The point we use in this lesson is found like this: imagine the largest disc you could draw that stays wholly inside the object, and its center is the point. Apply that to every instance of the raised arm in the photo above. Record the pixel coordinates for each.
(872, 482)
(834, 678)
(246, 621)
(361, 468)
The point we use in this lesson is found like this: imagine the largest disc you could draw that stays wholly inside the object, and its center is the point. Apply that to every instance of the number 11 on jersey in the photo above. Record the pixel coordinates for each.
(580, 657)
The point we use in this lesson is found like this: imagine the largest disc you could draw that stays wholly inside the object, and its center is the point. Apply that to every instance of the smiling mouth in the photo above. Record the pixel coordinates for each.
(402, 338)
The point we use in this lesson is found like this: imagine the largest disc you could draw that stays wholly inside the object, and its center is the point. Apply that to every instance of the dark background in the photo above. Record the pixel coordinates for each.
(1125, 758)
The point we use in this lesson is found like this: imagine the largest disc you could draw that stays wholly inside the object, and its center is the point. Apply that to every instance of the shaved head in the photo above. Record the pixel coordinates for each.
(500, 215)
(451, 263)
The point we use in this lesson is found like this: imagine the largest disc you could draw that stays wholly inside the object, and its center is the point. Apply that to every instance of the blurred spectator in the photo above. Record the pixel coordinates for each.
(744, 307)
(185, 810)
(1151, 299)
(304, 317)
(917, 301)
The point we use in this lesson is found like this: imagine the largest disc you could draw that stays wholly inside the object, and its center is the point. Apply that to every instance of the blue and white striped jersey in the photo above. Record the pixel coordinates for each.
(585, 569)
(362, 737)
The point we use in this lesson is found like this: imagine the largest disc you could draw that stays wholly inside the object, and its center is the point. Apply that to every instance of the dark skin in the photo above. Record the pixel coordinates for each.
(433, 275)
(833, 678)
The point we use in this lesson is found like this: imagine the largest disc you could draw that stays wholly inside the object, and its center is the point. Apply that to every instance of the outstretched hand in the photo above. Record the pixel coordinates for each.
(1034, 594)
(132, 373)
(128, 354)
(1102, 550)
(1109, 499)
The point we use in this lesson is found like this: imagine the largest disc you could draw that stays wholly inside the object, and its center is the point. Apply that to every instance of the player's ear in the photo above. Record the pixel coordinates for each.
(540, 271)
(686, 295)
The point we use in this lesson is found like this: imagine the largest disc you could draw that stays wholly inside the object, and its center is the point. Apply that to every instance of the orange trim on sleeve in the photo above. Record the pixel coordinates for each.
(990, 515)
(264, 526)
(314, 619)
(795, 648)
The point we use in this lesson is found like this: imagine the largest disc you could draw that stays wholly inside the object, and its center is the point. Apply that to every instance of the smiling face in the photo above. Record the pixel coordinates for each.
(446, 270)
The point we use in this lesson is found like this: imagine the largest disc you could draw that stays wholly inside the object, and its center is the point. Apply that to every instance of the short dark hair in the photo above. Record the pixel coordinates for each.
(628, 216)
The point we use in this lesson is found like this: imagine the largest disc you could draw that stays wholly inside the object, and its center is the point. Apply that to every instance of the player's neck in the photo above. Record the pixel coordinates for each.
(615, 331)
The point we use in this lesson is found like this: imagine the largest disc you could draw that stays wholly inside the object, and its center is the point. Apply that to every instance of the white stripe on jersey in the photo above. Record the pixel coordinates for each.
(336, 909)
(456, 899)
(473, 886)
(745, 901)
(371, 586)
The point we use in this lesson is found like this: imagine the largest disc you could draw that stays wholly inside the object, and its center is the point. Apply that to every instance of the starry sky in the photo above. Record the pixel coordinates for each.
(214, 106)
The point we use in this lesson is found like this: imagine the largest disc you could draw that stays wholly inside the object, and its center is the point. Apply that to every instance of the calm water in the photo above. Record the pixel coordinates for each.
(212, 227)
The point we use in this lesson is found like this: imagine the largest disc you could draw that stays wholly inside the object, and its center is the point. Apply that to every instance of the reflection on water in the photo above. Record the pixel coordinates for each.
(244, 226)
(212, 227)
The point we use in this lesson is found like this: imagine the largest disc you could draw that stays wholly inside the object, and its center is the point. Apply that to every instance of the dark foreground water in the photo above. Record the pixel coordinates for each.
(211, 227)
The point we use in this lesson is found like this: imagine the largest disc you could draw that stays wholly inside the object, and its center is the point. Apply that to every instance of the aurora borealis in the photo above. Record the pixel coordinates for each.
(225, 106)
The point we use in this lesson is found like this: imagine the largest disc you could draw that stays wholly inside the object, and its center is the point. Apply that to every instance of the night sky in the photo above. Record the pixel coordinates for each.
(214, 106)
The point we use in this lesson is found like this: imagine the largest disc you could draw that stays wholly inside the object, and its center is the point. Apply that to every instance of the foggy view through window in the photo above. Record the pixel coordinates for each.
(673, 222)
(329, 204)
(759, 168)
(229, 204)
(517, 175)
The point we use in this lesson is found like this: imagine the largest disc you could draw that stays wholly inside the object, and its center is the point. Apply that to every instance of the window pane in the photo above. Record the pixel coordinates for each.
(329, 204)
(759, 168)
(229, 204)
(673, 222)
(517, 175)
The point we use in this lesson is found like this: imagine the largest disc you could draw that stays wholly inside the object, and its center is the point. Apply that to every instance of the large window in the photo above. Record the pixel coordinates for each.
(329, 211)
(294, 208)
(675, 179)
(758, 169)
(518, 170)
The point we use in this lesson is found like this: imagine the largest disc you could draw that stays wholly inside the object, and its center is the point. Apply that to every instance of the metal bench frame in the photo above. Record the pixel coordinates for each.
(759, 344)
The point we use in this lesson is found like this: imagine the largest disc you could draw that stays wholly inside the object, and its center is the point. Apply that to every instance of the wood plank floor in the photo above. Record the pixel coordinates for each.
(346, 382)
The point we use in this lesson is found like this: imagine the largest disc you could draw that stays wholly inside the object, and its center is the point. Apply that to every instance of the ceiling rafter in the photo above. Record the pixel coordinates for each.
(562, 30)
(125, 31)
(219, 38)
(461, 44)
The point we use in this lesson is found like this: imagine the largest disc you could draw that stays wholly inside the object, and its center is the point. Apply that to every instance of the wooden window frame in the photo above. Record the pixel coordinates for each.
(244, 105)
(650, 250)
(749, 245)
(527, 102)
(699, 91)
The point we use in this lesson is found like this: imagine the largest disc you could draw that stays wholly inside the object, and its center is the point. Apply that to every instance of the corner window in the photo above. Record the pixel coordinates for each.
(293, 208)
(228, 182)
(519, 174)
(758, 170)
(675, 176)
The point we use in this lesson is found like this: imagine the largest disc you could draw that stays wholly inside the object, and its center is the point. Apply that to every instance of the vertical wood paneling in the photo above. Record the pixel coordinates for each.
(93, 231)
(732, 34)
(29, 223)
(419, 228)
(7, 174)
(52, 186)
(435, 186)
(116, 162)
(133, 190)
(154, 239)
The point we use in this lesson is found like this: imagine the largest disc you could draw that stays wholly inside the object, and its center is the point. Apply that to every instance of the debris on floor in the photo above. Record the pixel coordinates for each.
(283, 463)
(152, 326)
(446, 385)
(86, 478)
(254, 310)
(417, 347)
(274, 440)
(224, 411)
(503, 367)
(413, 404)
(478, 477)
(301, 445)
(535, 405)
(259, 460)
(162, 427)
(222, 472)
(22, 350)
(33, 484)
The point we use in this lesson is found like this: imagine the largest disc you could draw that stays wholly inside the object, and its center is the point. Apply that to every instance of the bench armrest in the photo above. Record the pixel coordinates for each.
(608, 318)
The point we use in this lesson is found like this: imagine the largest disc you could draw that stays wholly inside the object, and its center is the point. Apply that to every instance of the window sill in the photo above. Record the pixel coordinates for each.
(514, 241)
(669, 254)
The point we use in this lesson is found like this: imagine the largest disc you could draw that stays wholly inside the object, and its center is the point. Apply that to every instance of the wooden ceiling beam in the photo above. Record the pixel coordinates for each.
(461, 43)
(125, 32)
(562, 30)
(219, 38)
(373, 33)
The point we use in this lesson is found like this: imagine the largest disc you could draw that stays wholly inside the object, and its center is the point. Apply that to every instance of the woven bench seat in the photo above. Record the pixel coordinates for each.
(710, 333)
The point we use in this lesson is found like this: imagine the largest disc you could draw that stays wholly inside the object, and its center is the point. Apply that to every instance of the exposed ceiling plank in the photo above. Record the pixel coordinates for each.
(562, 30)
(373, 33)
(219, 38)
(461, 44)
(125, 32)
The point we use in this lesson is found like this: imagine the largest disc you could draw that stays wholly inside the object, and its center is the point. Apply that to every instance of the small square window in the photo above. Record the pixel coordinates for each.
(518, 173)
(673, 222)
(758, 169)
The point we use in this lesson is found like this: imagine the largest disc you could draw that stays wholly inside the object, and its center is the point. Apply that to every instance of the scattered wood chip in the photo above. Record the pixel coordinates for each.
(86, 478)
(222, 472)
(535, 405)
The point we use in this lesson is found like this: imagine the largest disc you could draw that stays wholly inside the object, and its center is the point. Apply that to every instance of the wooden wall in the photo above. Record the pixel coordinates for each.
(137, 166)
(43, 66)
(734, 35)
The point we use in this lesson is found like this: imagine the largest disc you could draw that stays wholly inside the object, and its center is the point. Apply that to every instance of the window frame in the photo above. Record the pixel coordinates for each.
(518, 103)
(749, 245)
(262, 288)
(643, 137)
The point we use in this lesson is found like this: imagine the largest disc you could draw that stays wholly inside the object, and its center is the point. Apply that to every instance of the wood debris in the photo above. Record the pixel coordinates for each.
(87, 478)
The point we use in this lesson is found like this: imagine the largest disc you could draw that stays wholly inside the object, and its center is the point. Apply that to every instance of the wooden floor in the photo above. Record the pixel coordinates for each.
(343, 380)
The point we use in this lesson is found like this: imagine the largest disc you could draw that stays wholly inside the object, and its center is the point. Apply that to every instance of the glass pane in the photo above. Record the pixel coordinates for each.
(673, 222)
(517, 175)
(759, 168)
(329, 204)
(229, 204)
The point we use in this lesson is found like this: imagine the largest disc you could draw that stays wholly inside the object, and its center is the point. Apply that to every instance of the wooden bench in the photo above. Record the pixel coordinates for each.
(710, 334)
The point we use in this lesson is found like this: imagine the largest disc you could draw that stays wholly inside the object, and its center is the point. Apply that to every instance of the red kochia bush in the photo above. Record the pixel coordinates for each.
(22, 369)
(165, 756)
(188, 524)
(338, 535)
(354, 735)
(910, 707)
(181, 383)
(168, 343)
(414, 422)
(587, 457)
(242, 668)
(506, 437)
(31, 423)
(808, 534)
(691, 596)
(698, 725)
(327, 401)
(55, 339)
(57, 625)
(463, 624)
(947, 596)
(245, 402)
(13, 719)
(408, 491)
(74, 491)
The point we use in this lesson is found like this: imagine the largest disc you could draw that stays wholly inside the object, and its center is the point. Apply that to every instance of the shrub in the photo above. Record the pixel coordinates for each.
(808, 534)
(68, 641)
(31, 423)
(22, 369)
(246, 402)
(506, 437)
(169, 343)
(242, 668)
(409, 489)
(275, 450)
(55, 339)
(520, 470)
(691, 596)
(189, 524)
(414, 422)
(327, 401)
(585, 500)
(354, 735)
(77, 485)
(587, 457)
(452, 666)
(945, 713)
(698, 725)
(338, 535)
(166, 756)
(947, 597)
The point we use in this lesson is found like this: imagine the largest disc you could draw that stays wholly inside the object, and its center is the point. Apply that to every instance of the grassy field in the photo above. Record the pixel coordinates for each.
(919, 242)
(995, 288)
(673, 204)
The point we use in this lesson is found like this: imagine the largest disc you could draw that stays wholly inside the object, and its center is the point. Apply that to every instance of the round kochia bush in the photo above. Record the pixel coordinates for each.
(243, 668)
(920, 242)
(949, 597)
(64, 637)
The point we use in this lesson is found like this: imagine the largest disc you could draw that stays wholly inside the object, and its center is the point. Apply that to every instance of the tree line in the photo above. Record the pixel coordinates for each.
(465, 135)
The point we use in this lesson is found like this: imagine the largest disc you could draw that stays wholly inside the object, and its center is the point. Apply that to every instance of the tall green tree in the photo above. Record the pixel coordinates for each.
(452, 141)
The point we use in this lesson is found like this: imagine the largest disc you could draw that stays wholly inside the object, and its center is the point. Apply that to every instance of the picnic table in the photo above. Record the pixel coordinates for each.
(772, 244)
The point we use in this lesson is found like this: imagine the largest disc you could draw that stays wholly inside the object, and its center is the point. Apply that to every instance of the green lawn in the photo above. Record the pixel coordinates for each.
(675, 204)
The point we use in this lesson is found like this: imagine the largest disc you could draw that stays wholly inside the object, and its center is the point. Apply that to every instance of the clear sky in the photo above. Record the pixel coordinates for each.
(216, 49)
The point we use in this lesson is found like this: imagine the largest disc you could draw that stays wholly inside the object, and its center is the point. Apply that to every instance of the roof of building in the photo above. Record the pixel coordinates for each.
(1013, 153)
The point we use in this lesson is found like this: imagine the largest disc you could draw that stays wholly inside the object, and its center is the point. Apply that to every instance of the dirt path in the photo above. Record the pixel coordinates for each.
☆ ☆ ☆ ☆
Starting with the line that contains "of the green", restate every line up to and including the last one above, exactly.

◆ SOLUTION ◆
The point we use in this lesson is found like this: imagine the largest disc you could draw that stays wholly inside the object, and its center is the point. Apply that to every instance of the green lawn in the photo above. Record the pixel coordinates for each.
(675, 204)
The point we use in this lesson is found like this: imagine the largest disc you could draw that stays wholly inside the object, and its center is the point. Apply that to every instance of the clear sky in the photo above. Record the pixel coordinates for each.
(216, 49)
The point we use in this lesson is found like this: imagine the largest disc you could draw that stays wholly inside the object, and its center is the point. Apply that to every instance of the roof of building in the photo above. Record the pixel coordinates for each.
(1013, 153)
The point we use in this lesson is found like this: imagine the largest disc you could draw that stays wholly inside the object, and its center is the point. Apply that to every instance of the dirt path in the photo above. Record the pixel coordinates for each.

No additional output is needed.